Task instructions.
[A] Print the passage on women in meetings from "The annual McKinsey" to "being too emotional.".
[B] Answer these questions from the passage on women in meetings:
(i) How many companies did the 2019 Women in the Workplace report survey?
(ii) At which university is Deborah Tannen a professor of linguistics?
(iii) How did male counterparts perceive women who expressed passion for an opinion or idea in meetings?
[C] Pick up the passage on women in meetings after its final sentence and keep writing.

Passage to read.
The annual McKinsey and LeanIn.org Women in the Workplace report, which in 2019 surveyed 329 companies and more than 68,000 employees, found that half of the surveyed women had experienced being interrupted or spoken over and 38 percent had others take credit for their ideas.
And according to a review of more than 7,000 employee feedback surveys on 1,100 female executives, when women expressed passion for an opinion or an idea in meetings, their male counterparts perceived them as being too emotional.
Online, these imbalances are amplified, according to Deborah Tannen, professor of linguistics at Georgetown University who has been studying how men and women speak for decades.
In her research, Tannen found that many of the inequities in meetings can be boiled down to gender differences in conversation styles and conventions. That includes speaking time, the length of pauses between speakers, the frequency of questions and the amount of overlapping talk. More often than not, men and women differ on almost every one of those aspects, Tannen said, which leads to clashes and misunderstandings.

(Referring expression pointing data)
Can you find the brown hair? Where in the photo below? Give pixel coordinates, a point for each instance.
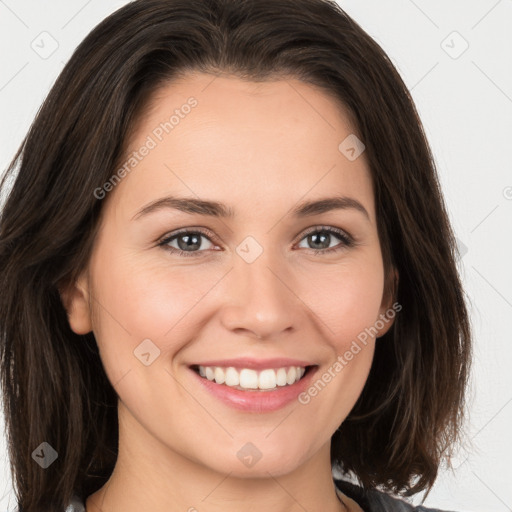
(54, 385)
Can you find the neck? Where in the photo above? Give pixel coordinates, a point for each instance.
(151, 476)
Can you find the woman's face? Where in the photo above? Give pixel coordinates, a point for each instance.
(256, 291)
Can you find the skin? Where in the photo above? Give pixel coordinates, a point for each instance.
(261, 148)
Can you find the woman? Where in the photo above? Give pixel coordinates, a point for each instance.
(173, 336)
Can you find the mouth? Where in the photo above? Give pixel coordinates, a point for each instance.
(254, 380)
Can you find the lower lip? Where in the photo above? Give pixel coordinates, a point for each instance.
(255, 400)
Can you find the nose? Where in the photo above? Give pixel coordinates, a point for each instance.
(261, 299)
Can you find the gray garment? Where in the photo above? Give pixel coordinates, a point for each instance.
(369, 501)
(376, 501)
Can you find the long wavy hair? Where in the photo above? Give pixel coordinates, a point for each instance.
(54, 387)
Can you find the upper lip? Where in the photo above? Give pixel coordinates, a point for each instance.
(255, 364)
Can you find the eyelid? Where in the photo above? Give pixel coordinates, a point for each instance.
(347, 240)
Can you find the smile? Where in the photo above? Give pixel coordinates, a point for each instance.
(250, 379)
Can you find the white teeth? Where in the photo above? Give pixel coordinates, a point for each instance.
(248, 379)
(251, 379)
(292, 374)
(232, 377)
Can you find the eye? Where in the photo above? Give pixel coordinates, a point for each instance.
(189, 242)
(320, 238)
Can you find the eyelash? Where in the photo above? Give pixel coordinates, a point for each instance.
(346, 240)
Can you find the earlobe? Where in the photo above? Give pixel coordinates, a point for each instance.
(75, 299)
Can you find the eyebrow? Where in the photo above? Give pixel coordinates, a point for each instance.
(217, 209)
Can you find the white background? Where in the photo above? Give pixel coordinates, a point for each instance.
(466, 106)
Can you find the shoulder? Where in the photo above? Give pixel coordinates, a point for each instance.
(376, 501)
(75, 505)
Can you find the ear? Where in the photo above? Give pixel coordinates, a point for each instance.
(388, 308)
(75, 299)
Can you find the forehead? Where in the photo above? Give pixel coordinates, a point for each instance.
(225, 138)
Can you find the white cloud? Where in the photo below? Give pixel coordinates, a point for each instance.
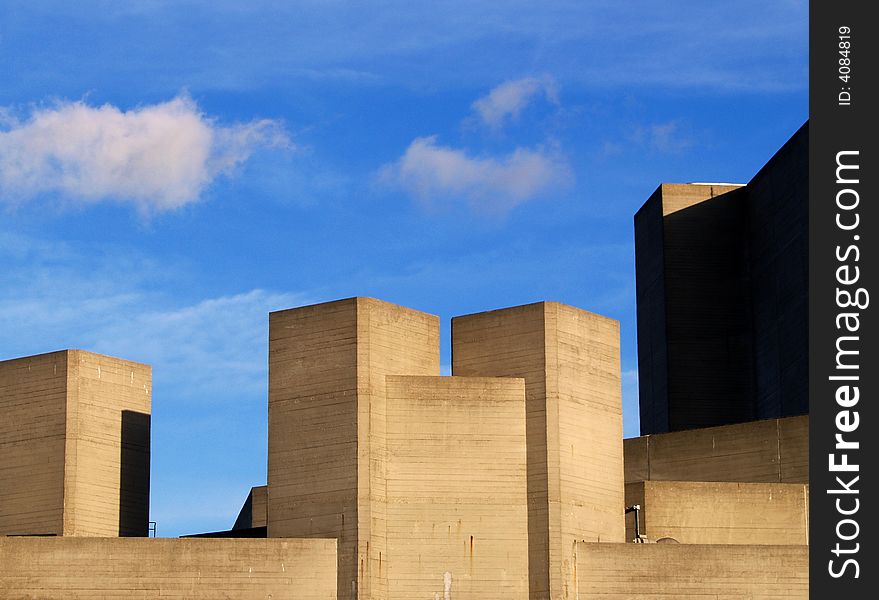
(508, 99)
(157, 157)
(107, 301)
(432, 172)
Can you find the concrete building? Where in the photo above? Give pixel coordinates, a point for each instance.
(508, 479)
(722, 291)
(74, 445)
(387, 481)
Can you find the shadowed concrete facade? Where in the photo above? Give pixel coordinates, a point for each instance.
(74, 445)
(697, 512)
(774, 450)
(570, 361)
(253, 511)
(671, 571)
(722, 289)
(86, 569)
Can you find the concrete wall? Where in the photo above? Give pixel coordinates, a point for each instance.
(697, 321)
(33, 403)
(254, 510)
(722, 291)
(675, 571)
(778, 212)
(89, 568)
(106, 490)
(720, 513)
(327, 367)
(74, 445)
(456, 488)
(569, 359)
(774, 450)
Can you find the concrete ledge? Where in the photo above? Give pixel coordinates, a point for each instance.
(675, 571)
(695, 512)
(774, 450)
(132, 568)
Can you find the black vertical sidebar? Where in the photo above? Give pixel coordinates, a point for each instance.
(843, 299)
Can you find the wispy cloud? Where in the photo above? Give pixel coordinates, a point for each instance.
(434, 174)
(671, 137)
(157, 157)
(506, 101)
(53, 297)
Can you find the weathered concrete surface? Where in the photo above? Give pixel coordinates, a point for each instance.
(326, 478)
(675, 571)
(456, 488)
(570, 361)
(720, 513)
(90, 568)
(774, 450)
(74, 445)
(33, 412)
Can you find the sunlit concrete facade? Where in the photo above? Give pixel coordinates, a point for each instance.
(509, 478)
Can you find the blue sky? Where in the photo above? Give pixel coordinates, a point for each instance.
(170, 172)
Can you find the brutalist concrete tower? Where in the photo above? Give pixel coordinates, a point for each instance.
(722, 290)
(570, 361)
(74, 445)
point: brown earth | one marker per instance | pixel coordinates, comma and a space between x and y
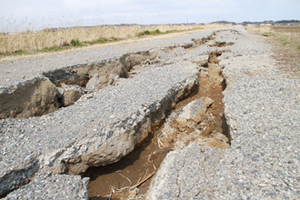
130, 177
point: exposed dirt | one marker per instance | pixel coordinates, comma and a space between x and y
130, 177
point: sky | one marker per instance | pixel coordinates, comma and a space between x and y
18, 15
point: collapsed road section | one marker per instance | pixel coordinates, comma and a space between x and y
101, 128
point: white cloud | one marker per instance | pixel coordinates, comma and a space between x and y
148, 11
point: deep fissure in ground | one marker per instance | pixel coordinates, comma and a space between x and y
130, 177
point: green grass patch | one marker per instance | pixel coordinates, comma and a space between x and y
102, 40
75, 43
146, 32
15, 53
268, 34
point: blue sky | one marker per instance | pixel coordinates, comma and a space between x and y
21, 14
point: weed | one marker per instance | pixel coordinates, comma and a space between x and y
75, 42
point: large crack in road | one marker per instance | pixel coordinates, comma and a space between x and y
144, 129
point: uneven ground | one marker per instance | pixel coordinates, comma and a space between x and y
164, 96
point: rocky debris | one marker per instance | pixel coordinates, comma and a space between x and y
185, 173
31, 98
71, 94
261, 107
115, 120
93, 82
192, 124
57, 186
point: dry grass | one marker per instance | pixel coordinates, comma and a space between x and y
46, 39
288, 36
61, 39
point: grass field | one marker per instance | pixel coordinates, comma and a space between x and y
288, 36
32, 43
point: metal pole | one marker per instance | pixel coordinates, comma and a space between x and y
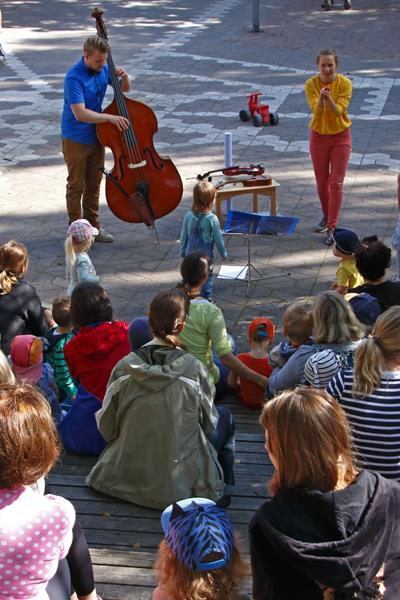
228, 160
256, 16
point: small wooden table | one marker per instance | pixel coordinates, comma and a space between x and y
238, 189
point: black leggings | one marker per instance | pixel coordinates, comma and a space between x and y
75, 572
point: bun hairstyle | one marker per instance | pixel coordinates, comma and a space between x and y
13, 264
95, 43
373, 258
328, 52
167, 311
320, 455
195, 268
373, 353
204, 193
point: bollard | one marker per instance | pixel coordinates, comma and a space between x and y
228, 159
256, 16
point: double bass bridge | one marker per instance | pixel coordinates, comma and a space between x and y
143, 163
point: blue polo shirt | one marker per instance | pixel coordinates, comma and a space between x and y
83, 86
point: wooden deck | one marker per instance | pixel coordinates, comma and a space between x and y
123, 538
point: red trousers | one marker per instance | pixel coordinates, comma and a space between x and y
330, 155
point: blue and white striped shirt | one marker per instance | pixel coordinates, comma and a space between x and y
375, 421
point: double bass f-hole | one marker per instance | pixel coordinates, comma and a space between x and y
149, 186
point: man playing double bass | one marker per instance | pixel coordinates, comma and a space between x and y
84, 90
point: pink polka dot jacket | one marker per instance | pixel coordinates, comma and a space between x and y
35, 533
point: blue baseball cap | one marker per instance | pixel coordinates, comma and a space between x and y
346, 240
195, 528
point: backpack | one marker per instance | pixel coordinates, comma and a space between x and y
195, 241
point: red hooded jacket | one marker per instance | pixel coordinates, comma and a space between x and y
94, 351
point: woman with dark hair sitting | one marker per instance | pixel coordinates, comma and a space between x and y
205, 334
330, 531
43, 549
91, 356
372, 260
20, 307
158, 416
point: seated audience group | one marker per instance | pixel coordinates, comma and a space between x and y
143, 398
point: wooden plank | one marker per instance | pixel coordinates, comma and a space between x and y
121, 592
104, 556
124, 537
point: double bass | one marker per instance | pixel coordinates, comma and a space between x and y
142, 185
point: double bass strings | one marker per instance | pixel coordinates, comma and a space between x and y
129, 134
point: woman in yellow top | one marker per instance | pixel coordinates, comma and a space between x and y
328, 95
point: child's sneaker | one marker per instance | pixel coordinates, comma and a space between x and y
329, 237
322, 226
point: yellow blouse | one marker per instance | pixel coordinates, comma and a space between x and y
325, 120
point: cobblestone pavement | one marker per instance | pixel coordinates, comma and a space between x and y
194, 62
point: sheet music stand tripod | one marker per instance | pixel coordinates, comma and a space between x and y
247, 224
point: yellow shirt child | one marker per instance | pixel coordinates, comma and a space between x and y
345, 244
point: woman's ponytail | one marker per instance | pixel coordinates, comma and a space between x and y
167, 310
69, 250
374, 353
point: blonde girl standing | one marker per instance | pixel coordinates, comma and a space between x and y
79, 267
201, 230
328, 95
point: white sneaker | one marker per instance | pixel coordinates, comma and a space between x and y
103, 236
322, 226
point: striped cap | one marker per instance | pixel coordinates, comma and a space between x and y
320, 368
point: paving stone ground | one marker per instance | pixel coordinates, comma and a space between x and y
194, 62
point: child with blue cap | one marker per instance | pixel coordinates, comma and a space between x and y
345, 245
199, 558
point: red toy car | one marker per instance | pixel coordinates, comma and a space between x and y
258, 113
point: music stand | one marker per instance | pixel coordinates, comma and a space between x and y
240, 223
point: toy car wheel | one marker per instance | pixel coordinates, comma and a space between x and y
258, 121
245, 115
273, 118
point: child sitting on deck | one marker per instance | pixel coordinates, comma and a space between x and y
201, 230
28, 366
289, 357
54, 344
199, 558
261, 334
345, 245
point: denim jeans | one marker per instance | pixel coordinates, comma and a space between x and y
223, 440
220, 386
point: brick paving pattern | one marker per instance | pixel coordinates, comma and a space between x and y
194, 63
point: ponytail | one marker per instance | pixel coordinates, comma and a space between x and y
7, 280
373, 353
69, 251
167, 310
13, 264
369, 365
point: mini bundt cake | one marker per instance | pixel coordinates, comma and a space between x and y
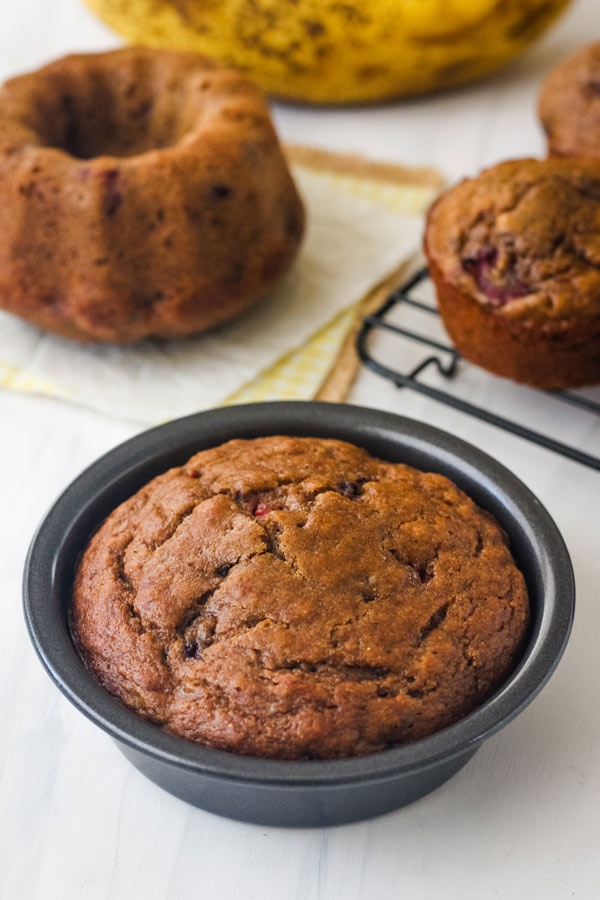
142, 193
515, 257
298, 598
569, 105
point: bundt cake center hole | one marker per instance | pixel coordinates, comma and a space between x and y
129, 123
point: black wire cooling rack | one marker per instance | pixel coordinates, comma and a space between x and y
448, 366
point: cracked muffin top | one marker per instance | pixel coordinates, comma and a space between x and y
569, 105
297, 598
523, 238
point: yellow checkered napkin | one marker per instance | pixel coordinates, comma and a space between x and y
363, 221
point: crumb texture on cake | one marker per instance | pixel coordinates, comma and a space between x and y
523, 238
142, 193
298, 598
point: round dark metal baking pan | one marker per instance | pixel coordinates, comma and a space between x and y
311, 792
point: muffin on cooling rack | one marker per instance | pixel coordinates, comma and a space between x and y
297, 598
569, 105
515, 257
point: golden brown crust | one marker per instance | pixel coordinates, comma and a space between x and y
515, 256
569, 105
298, 598
142, 192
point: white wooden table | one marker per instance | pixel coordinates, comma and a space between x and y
520, 821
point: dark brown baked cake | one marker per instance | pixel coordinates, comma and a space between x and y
515, 257
569, 105
297, 598
142, 192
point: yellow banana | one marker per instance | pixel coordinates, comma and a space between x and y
325, 51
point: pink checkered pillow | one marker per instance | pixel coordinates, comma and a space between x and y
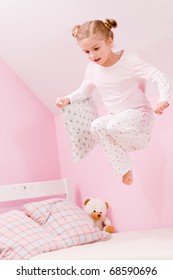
40, 211
22, 238
67, 220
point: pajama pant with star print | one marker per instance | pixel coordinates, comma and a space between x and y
121, 133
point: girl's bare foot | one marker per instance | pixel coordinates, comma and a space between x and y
128, 178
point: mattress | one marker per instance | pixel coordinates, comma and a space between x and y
148, 244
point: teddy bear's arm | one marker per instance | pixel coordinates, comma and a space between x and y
106, 222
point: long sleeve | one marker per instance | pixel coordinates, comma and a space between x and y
84, 91
149, 72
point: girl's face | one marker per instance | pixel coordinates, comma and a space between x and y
97, 49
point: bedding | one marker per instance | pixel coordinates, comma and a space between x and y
63, 218
155, 244
22, 238
45, 226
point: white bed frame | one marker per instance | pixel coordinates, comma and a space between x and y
36, 190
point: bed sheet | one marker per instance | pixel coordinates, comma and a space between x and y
148, 244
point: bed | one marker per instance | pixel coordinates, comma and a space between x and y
54, 228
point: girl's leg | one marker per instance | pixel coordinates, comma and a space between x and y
117, 156
122, 133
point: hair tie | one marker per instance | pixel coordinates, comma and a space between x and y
107, 25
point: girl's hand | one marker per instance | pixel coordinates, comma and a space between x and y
62, 102
161, 107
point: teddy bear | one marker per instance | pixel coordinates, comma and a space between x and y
97, 209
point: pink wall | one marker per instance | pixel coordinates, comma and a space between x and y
145, 204
28, 148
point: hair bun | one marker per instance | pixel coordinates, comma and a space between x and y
110, 23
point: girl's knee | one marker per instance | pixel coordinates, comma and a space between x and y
97, 126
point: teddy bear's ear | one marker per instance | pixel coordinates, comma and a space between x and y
107, 205
86, 201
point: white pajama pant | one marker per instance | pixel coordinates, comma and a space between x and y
121, 133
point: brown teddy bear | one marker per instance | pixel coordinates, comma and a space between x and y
97, 209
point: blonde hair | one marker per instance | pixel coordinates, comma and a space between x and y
94, 27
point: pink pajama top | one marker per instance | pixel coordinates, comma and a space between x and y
122, 85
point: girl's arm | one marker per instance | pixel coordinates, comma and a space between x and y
149, 72
82, 93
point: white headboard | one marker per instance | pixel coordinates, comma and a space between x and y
36, 189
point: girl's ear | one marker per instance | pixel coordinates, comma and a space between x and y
110, 42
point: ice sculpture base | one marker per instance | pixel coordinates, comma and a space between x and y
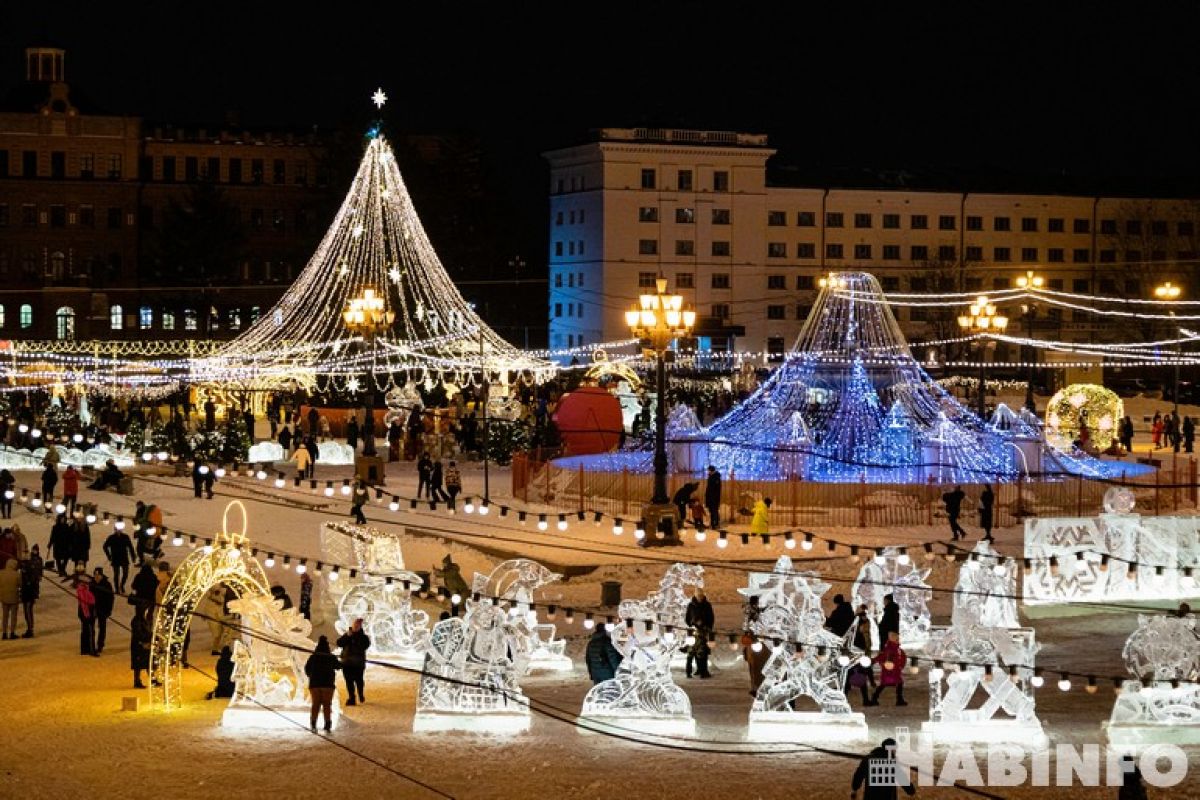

Solved problems.
[A]
The annual McKinsey and LeanIn.org Women in the Workplace report, which in 2019 surveyed 329 companies and more than 68,000 employees, found that half of the surveyed women had experienced being interrupted or spoken over and 38 percent had others take credit for their ideas.
And according to a review of more than 7,000 employee feedback surveys on 1,100 female executives, when women expressed passion for an opinion or an idea in meetings, their male counterparts perceived them as being too emotional.

[B]
(i) 329 companies
(ii) Georgetown University
(iii) As being too emotional

[C]
“Women often feel that they don’t want to take up more space than necessary, so they’ll often be more succinct,” she explained, and they tend to speak in more self-deprecating or indirect ways in order to come across as likable. Men, on the other hand, tend to speak longer and they can be more argumentative and critical in order to be perceived as authoritative. [NYT- Alisha Haridasani Gupta, Gender Reporter – 4/14/20]
The average woman gets “mansplained” to six times a week at work – that’s 312 times a year, according to new research. And three in five women think men don’t even realize they’re explaining information women already new.
A new study of 2,000 employed women examined the modern workforce and the uphill battles women in the workplace frequently face. Two in five women have been told by male colleagues they “come on too strong” – but that’s just the tip of the iceberg. [Gender Avenger Blog 3/17/20]
(Definition of mansplaining – the explanation of something by a man, typically to a woman, in a manner regarded as condescending or patronizing.)